BRANO SCELTO:
▬▬▬▬▬▬▬▬▬▬

Esempio reale: l’apparecchio arrivato in laboratorio “suonava bene” secondo il venditore, ma le misure di base raccontavano altro: canali sbilanciati (circa 9 W RMS vs 6 W RMS), differenza di livello di ~2 dB e rumorosità evidente. In ascolto, la resa era scadente. È emersa anche un’innescata a radiofrequenza attorno a 2,45 MHz, sintomo di stabilità compromessa da scelte circuitali discutibili.

All’apertura si riscontravano interventi non documentati: componenti incollati, percorsi di segnale tortuosi, aggiunte “magiche” prive di funzione tecnica, cablaggi dei filamenti sottodimensionati, condensatori e ponti in posizioni inusuali o a rischio.

Esempi tipici di devastazione: rivestimenti interni incollati che intralciano dissipazione e manutenzione; elementi “ornamentali” privi di funzione elettrica; cablaggi sospesi o non fissati; aggiunte “quantistiche” prive di riscontri tecnici. Tutto ciò non migliora il suono: introduce rischi e instabilità.

Cablaggi sottili dove scorrono correnti elevate e “mummie” di isolante: altri segnali tipici di devastato.

“Soluzioni distensive”: accessori e materiali non tecnici non migliorano il suono.

Esempi di scelte a rischio: condensatori e cablaggi tra masse ravvicinate senza criterio di ritorni e percorsi di corrente.

▬▬▬▬▬▬▬▬▬▬

Per favore, trascrivi integralmente il brano qui sopra sull'apparecchio esaminato in laboratorio.

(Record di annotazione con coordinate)

▬▬▬▬▬▬▬▬▬▬

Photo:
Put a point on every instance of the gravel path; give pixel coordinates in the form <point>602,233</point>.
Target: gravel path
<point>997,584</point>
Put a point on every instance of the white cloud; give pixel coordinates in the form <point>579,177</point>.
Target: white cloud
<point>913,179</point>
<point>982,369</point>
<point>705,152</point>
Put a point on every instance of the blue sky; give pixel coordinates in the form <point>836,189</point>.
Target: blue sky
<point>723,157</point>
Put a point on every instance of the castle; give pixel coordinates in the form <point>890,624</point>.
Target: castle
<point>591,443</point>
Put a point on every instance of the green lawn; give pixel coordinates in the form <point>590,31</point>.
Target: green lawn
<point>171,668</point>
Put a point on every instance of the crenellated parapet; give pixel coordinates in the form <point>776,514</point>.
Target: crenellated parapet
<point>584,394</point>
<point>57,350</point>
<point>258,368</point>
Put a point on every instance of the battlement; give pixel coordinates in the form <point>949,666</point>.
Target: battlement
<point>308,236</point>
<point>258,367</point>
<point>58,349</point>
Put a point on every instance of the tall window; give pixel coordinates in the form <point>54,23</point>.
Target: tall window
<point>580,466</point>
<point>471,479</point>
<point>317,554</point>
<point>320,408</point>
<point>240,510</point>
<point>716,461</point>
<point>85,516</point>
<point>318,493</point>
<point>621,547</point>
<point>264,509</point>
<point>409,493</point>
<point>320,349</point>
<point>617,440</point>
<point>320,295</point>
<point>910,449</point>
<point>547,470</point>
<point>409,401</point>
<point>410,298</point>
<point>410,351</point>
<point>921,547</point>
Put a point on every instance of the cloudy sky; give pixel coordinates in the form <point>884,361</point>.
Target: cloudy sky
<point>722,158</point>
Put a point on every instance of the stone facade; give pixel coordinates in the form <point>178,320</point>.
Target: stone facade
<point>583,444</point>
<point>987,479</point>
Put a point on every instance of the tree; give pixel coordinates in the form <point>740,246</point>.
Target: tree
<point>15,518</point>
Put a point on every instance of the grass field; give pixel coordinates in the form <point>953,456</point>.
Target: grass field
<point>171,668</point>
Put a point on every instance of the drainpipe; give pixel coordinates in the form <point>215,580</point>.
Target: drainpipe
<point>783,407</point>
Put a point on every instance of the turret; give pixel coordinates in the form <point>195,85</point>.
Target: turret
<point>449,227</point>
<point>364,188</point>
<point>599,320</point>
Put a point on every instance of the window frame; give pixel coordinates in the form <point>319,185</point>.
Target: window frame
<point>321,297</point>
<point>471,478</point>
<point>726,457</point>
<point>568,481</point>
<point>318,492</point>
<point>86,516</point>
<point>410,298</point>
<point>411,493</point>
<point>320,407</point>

▬▬▬▬▬▬▬▬▬▬

RISPOSTA AL QUESITO:
Esempio reale: l’apparecchio arrivato in laboratorio “suonava bene” secondo il venditore, ma le misure di base raccontavano altro: canali sbilanciati (circa 9 W RMS vs 6 W RMS), differenza di livello di ~2 dB e rumorosità evidente. In ascolto, la resa era scadente. È emersa anche un’innescata a radiofrequenza attorno a 2,45 MHz, sintomo di stabilità compromessa da scelte circuitali discutibili.

All’apertura si riscontravano interventi non documentati: componenti incollati, percorsi di segnale tortuosi, aggiunte “magiche” prive di funzione tecnica, cablaggi dei filamenti sottodimensionati, condensatori e ponti in posizioni inusuali o a rischio.

Esempi tipici di devastazione: rivestimenti interni incollati che intralciano dissipazione e manutenzione; elementi “ornamentali” privi di funzione elettrica; cablaggi sospesi o non fissati; aggiunte “quantistiche” prive di riscontri tecnici. Tutto ciò non migliora il suono: introduce rischi e instabilità.

Cablaggi sottili dove scorrono correnti elevate e “mummie” di isolante: altri segnali tipici di devastato.

“Soluzioni distensive”: accessori e materiali non tecnici non migliorano il suono.

Esempi di scelte a rischio: condensatori e cablaggi tra masse ravvicinate senza criterio di ritorni e percorsi di corrente.